Nothing but the listing below, retyped exactly, should appear in the answer.

==== Excerpted data

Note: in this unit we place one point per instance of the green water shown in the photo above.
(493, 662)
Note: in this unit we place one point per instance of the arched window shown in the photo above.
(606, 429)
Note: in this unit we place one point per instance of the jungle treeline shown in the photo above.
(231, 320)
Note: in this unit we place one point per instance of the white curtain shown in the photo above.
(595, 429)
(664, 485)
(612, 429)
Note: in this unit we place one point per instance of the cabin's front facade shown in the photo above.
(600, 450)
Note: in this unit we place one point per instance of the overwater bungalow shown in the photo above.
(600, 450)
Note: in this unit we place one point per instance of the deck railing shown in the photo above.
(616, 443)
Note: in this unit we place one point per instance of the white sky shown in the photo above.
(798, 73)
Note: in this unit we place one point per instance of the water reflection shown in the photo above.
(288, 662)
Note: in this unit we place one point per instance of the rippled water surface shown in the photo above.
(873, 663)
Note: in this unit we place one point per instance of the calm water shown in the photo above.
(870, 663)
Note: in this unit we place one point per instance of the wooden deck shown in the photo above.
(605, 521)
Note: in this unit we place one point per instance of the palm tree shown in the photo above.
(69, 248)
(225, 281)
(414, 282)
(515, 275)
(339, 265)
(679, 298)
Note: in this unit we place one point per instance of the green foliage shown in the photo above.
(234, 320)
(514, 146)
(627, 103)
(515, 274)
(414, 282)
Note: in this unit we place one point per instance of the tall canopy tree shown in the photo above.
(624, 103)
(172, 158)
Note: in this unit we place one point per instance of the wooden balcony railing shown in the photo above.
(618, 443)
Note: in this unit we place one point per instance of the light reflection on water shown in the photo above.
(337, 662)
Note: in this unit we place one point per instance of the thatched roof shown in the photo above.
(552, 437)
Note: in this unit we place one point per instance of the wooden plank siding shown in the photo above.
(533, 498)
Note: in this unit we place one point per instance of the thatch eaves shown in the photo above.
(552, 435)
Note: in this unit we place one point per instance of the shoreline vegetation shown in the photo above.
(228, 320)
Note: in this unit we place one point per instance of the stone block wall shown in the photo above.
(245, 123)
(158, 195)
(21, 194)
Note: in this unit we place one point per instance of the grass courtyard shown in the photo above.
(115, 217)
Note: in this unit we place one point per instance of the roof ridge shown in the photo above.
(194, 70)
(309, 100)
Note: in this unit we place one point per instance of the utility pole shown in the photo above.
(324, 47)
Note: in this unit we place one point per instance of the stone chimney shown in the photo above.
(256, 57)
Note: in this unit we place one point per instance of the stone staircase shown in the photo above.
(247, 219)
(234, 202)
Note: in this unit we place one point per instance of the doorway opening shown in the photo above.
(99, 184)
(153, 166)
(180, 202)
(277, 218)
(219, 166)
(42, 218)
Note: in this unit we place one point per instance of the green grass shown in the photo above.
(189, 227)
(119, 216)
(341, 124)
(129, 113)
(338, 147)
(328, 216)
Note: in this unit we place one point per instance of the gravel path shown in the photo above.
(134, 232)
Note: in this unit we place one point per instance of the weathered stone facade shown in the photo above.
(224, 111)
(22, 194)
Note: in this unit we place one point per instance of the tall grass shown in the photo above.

========

→ **Response area**
Note: in this unit we place one point per instance of the green water shown in the photo above.
(493, 662)
Note: in this unit we place one point per instance of the arched window shown in the photo above.
(606, 429)
Note: in this unit we place one point per instance of the jungle treeline shown in the photo above.
(231, 320)
Note: in this unit we place one point per instance of the white curtain shown in the photo above.
(595, 429)
(664, 485)
(612, 429)
Note: in this unit we place one point per instance of the cabin's front facade shown in the photo above.
(600, 450)
Note: in this unit we place one point per instance of the overwater bungalow shown in the photo above.
(600, 450)
Note: in this unit we place one point per instance of the deck railing shown in the photo above.
(616, 443)
Note: in this unit we place one point per instance of the white sky shown in the photo above.
(798, 73)
Note: in this unit we place one point per instance of the water reflection shown in the photo above.
(288, 662)
Note: in this unit we place one point per instance of the rippled water surface shown in the photo above.
(873, 663)
Note: in this unit we place one point per instance of the calm water shown in the photo above.
(870, 663)
Note: in this unit we place one point per instance of the wooden deck shown in the photo above.
(605, 521)
Note: in this unit we place one point per instance of the palm tree shown in the photo above.
(69, 248)
(225, 281)
(414, 282)
(515, 275)
(339, 265)
(679, 298)
Note: in this unit we place one point per instance of the green foliage shown in the photo above.
(234, 320)
(514, 146)
(627, 103)
(515, 274)
(414, 282)
Note: in this unit we place one point per instance of the tall canopy tree shown in the photo above.
(624, 103)
(172, 158)
Note: in this unit we place one point per instance of the wooden balcony railing shown in the photo above.
(618, 443)
Note: in this unit we place one point per instance of the light reflection on water shown in the photo above.
(337, 662)
Note: in this unit we place one point per instance of the thatched roof shown in the photo above.
(552, 437)
Note: in this unit we place one point per instance of the wooden plank siding shown in the photo above.
(533, 498)
Note: in this unit we place one point per instance of the thatch eaves shown in the photo above.
(552, 435)
Note: in this unit we place one point per instance of the shoreline vegetation shown in the photo above.
(228, 320)
Note: in this unit we place one point per instance of the stone block wall shown in the photo above.
(245, 123)
(158, 195)
(21, 194)
Note: in this unit we place one point per instance of the grass courtyard shown in the photo above.
(115, 217)
Note: in this unit we place one point per instance of the roof ridge shown in the photo above.
(194, 70)
(309, 100)
Note: in this unit we place one point per instance of the utility pole shown in the photo above.
(324, 47)
Note: in this unit we place one point per instance of the stone chimney shown in the photo above.
(256, 57)
Note: in this unit we place one point per instance of the stone staircase shown in the photo above.
(247, 219)
(234, 202)
Note: in this unit we place one point per instance of the doorway opening shown in the photo above.
(99, 184)
(153, 166)
(180, 202)
(277, 218)
(219, 166)
(42, 218)
Note: in this unit we place one point per instance of the green grass shown in the photo above.
(189, 227)
(119, 216)
(341, 124)
(129, 113)
(338, 147)
(328, 216)
Note: in this unit we place one point per instance of the gravel path shown in the photo above.
(134, 232)
Note: in this unit we place one point per instance of the weathered stone facade shown in the photo above.
(224, 111)
(22, 194)
Note: in this unit we place one point per instance of the tall grass shown in the photo above.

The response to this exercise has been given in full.